### Provided records
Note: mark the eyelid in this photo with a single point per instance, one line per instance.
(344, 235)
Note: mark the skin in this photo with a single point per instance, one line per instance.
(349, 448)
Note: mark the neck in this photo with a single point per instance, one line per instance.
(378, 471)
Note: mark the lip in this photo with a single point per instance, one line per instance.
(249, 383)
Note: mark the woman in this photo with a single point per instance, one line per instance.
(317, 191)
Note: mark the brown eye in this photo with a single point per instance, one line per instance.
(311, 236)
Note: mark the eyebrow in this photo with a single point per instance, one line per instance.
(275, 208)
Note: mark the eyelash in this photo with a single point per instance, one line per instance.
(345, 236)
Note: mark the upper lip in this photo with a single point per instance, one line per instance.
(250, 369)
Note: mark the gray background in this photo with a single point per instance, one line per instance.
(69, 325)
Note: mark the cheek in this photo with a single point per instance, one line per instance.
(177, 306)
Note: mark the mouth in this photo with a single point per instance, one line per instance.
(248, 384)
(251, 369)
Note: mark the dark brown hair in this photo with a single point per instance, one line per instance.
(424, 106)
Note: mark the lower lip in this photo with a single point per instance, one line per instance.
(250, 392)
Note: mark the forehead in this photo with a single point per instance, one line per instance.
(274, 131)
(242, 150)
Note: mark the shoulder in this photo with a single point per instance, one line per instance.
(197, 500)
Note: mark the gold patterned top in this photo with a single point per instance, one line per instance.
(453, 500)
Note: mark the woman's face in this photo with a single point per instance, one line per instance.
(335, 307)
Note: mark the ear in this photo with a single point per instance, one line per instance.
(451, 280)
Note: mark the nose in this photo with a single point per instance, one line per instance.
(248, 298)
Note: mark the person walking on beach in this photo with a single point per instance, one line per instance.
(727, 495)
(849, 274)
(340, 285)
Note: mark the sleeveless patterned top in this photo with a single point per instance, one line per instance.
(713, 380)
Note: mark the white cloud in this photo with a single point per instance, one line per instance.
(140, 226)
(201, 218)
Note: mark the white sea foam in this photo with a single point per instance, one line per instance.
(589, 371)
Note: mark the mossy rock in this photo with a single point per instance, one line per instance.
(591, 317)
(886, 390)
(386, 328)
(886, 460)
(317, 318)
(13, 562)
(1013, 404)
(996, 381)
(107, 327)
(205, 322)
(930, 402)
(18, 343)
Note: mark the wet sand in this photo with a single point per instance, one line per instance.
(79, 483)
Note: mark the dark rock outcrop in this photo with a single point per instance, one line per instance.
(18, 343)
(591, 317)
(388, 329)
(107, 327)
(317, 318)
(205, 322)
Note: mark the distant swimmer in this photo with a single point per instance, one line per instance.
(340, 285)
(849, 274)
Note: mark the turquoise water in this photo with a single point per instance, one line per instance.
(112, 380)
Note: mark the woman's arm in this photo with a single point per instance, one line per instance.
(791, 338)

### Instruction
Reproduce all of the data above verbatim, keeping every line in its original order.

### Written solution
Note: mark the eyelid in this photo with a single point per instance, one line per instance.
(344, 235)
Note: mark the skin in this photo with a single point per instance, one line per instance.
(349, 448)
Note: mark the neck in this photo with a single point per instance, one line per instance.
(378, 471)
Note: mark the lip in this photo with a single point per instance, one line per instance.
(249, 383)
Note: mark the woman in this photo with a single point per instance, one line per instance.
(317, 191)
Note: mark the brown eye in this photo with a single point per instance, one line per instance.
(311, 236)
Note: mark the eyebrow in this photo with a single point per instance, one line per instance.
(275, 208)
Note: mark the eyelash in this photo with a single point per instance, one line per instance.
(345, 236)
Note: mark the upper lip in this photo with a single point per instance, one line per instance.
(250, 369)
Note: mark the gray background in this photo with a single point per instance, one line per instance.
(69, 325)
Note: mark the cheek in this photo with a single point per instance, one line per instance.
(177, 306)
Note: mark the mouth in this photo with a single point per instance, one line per instance.
(248, 384)
(251, 369)
Note: mark the dark brown hair in this photo with a single point per instance, one line per instance.
(424, 106)
Note: mark the lower lip in this photo with a single point per instance, one line per instance.
(250, 392)
Note: mark the forehead in this photo with a single point per instance, one line per instance.
(274, 131)
(242, 150)
Note: mark the shoulder in this photo with a single point per instance, one line per instance.
(197, 500)
Note: mark the gold patterned top in this photo with a single point per instance, one line per instance.
(453, 500)
Note: mark the woman's face in this photo with a single point per instance, one line per instance.
(335, 307)
Note: mark the ear in this photo with a single point per instance, one line per instance.
(451, 280)
Note: mark the nose in this photo with a single point per instance, one line per instance.
(248, 298)
Note: mark the person walking on beach in this photo with a single point per instance, one line per instance.
(727, 495)
(849, 274)
(340, 285)
Note: mark the sleeveless patterned top in this photo with a single point per instance, one line per instance.
(713, 380)
Note: mark the white cloud in this photo with a single point per instance, one line per instance.
(140, 226)
(201, 218)
Note: mark the white sea foam in this photo with a single point per instance, one line per instance.
(589, 371)
Note: mark the mossy rock in this photo with a single point per instance, one line per instance.
(591, 317)
(886, 390)
(386, 328)
(886, 460)
(317, 318)
(13, 562)
(1013, 404)
(996, 381)
(107, 327)
(205, 322)
(930, 402)
(18, 343)
Note: mark the wet sand in this photo with a single point per instance, one line per instance.
(79, 483)
Note: mark the dark rock outcrop in this photo with a single point per instance, one line per instance.
(18, 343)
(591, 317)
(388, 329)
(107, 327)
(317, 318)
(205, 322)
Note: mark the distant swimmer in this photo with a single point per instance, one line per instance.
(340, 285)
(849, 274)
Note: mark the turquoise water in this photo with a single point per instance, one line per instance.
(112, 380)
Note: mark the woman's arm in this photo with a single point per instance, one line per instance.
(791, 338)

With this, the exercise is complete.